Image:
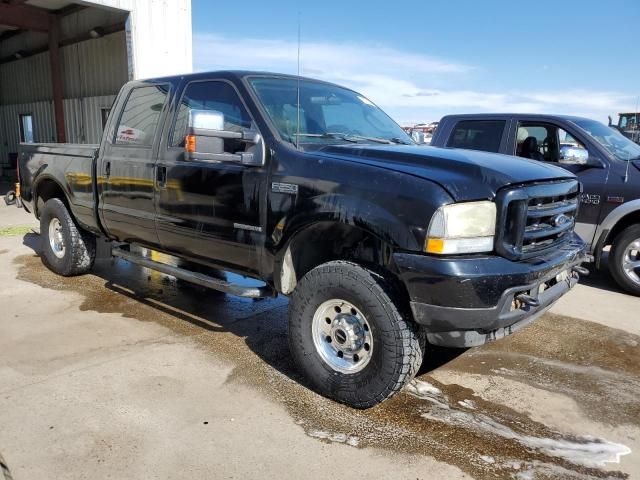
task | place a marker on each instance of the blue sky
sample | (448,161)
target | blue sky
(422,60)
________________________________________
◆ **PROBLEM**
Please set down exactly the lines running from the one with "task | place" to the last line of the entries above, both of them included, and no others.

◆ **WRITTEN ANSWER**
task | place a marker on each instance of the blue sky
sample | (448,161)
target | blue sky
(422,60)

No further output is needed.